Assignment:
Every entry below must be copied exactly, with nothing left out.

──────── Entries provided

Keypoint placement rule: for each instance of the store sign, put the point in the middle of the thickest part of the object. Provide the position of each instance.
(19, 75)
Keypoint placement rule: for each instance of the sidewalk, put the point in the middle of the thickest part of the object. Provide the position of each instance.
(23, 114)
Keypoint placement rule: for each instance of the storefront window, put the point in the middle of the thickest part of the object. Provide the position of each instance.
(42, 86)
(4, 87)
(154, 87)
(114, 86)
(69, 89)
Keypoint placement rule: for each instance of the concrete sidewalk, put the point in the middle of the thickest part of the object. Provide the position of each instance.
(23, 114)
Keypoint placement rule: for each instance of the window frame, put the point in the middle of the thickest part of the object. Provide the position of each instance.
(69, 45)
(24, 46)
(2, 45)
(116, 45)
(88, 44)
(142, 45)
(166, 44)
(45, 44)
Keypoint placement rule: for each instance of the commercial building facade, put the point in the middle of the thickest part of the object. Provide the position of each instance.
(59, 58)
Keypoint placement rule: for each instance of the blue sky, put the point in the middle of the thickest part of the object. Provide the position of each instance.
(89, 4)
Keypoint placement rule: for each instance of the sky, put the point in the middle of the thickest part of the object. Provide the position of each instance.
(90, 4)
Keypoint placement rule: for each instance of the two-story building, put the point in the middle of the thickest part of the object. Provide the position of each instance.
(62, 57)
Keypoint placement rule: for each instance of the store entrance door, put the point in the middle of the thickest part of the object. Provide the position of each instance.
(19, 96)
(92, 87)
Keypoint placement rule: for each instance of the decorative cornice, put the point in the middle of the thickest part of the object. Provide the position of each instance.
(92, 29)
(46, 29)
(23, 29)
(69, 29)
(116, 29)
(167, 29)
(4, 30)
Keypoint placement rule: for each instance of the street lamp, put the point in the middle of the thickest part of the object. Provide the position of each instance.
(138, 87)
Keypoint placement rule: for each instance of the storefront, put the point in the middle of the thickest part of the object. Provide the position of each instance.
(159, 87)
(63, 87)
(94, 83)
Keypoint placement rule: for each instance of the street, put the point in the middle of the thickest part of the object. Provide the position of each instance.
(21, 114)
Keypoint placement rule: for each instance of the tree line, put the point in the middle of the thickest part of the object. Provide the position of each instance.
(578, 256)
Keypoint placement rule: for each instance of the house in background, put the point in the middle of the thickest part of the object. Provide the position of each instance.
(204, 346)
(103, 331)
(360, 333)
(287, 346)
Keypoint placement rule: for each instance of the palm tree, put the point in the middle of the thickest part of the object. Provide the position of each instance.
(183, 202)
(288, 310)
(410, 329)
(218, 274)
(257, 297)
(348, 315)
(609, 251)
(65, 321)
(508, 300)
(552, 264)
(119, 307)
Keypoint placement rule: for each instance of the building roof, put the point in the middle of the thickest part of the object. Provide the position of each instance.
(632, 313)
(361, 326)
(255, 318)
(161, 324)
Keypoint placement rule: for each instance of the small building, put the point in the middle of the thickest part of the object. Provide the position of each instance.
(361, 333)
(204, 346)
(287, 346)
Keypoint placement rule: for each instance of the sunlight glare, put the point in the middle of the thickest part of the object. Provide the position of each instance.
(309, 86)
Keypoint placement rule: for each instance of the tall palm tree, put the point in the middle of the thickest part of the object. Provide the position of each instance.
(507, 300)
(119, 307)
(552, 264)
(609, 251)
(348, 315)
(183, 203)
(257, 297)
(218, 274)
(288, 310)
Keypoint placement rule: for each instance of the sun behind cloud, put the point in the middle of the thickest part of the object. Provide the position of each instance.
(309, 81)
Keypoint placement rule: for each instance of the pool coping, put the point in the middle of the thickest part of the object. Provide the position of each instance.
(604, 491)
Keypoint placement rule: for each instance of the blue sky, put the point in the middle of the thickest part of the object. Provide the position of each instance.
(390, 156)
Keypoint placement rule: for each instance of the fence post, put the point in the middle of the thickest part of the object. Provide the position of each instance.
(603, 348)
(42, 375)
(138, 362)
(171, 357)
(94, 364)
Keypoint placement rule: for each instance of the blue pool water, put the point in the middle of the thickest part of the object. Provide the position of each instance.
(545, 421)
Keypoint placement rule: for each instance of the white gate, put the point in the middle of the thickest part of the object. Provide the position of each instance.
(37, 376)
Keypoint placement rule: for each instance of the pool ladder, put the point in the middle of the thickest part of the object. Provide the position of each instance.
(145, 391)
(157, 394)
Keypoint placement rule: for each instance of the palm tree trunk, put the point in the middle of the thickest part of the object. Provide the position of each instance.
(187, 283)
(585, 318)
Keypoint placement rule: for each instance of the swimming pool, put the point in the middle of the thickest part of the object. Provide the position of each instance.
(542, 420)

────────────────

Worked solution:
Keypoint placement rule: for each instance of the store sign, put the point in the middle of the thickest part of the object. Provide the position of each instance.
(19, 75)
Keypoint placement rule: for each instance of the sidewalk, put the point in the middle of the thickest part of the object. Provide the position of each instance.
(23, 114)
Keypoint placement rule: for each instance of the storefront window, put the point in the middle of the thickest part of the object. Provide the position of each instance.
(42, 86)
(4, 87)
(154, 87)
(114, 86)
(69, 89)
Keypoint placement rule: for each instance of the concrete sidewalk, put the point in the middle of the thickest part of the object. Provide the position of each instance.
(23, 114)
Keypoint placement rule: for each instance of the window frame, put the point in the middle of the thickest part of the object. Provide the position of each instance.
(69, 45)
(24, 46)
(2, 45)
(116, 45)
(88, 44)
(142, 45)
(166, 44)
(45, 44)
Keypoint placement rule: for each instance of the commercial building facade, put the point in the middle of the thickest part of the object. Provide the position of each instance.
(59, 58)
Keypoint placement rule: for each instance of the blue sky, put the point in the middle of the thickest part of the object. Provide the position of each instance.
(89, 4)
Keypoint placement rule: for each instance of the sky, put the point in the middle of the thickest part of the object. Provide the position of each instance.
(90, 4)
Keypoint placement rule: for each instance of the two-story building, put the point in the middle of the thickest part of the object. Provide the position of each instance.
(62, 57)
Keypoint placement rule: for each instance of the store entrance door, put the point in the middle of the thickest part of the object. Provide the position of each instance.
(19, 96)
(92, 87)
Keypoint placement rule: for each instance of the decorative cornice, put the point in the middle of the thickest part of the object. Provide the position of each instance.
(92, 29)
(46, 29)
(23, 29)
(69, 29)
(116, 29)
(167, 29)
(4, 30)
Keypoint placement rule: for each instance of the street lamp, put the point in the middle of the thickest part of the object. Provide the position of each instance.
(138, 87)
Keypoint placement rule: for each instance of the storefront, put the point in the middle of the thickest part of the object. Provide the position of each instance.
(159, 87)
(63, 87)
(94, 83)
Keypoint placement rule: for each instance of the street, put the point in the middle of the thickest part of the object. Provide the position of each instance.
(21, 114)
Keypoint placement rule: for each instance of the tree line, put the point in the middle of the thickest part of the object. Provide the position of each instance.
(578, 256)
Keypoint placement rule: for each instance of the house in background, put the point in the middle of the thickest part of the object. Provide the position of each instance.
(204, 346)
(103, 331)
(360, 333)
(287, 346)
Keypoint placement rule: for each instance of the palm tree, put the point in the middle of the thickest part of the object. Provide the position of each instance.
(183, 202)
(288, 310)
(410, 329)
(218, 274)
(257, 297)
(348, 315)
(609, 251)
(65, 321)
(508, 300)
(552, 264)
(119, 307)
Keypoint placement rule: for each instance of the building roof, put the point in the middle of the thickest part of the object. Provide the position of each instance.
(632, 313)
(361, 326)
(255, 318)
(161, 324)
Keypoint placement rule: for each instance of the small building, put the point in the middle of the thickest part of the object. Provide the position of each instance.
(361, 333)
(204, 346)
(287, 346)
Keypoint placement rule: for each instance of the sunlight glare, put the point in the middle of the thickest part of the object. Provide the position of each instance.
(309, 86)
Keypoint placement rule: for each instance of the tall palm tree, put the point in the middle of the thickest part of the object. Provide the position of each instance.
(507, 300)
(119, 307)
(552, 264)
(609, 251)
(348, 315)
(183, 203)
(257, 297)
(218, 274)
(288, 310)
Keypoint placement rule: for each instance of the sun behind cloud, put the point in the middle of the thickest part of the object. Provide the position of each instance.
(309, 81)
Keypoint placement rule: for each instance of the pool coping, put the point in the middle of the thickest part of the object. Provide the position of each instance.
(604, 491)
Keypoint placement rule: for each instance of the blue sky, put the point in the middle of the thickest part of the object. Provide the position of each instance.
(390, 156)
Keypoint placement rule: for each instance of the fence post, put the point in the middle of the thickest part of the object. Provide the position of each instance.
(603, 348)
(42, 375)
(138, 362)
(171, 357)
(94, 364)
Keypoint placement rule: for each instance of the blue pool water, put the point in the middle of the thickest part of the object. Provide the position of each instance.
(545, 421)
Keypoint placement rule: for each instance of the white gate, put the point in the middle of the thickest part of the object. Provide the position of each instance.
(37, 376)
Keypoint placement rule: for each instance of the pool ladder, put the point in the middle of the thickest part of the object. Provide the position of each instance.
(145, 391)
(157, 394)
Keypoint placement rule: for each instance of the palm tree trunk, put the point in the middle of the thickest part of the object. Provide the position of each instance.
(187, 283)
(585, 318)
Keypoint placement rule: for each instance of the swimming pool, put the point in the middle of the thickest part of the object. Provide the position of each instance.
(542, 420)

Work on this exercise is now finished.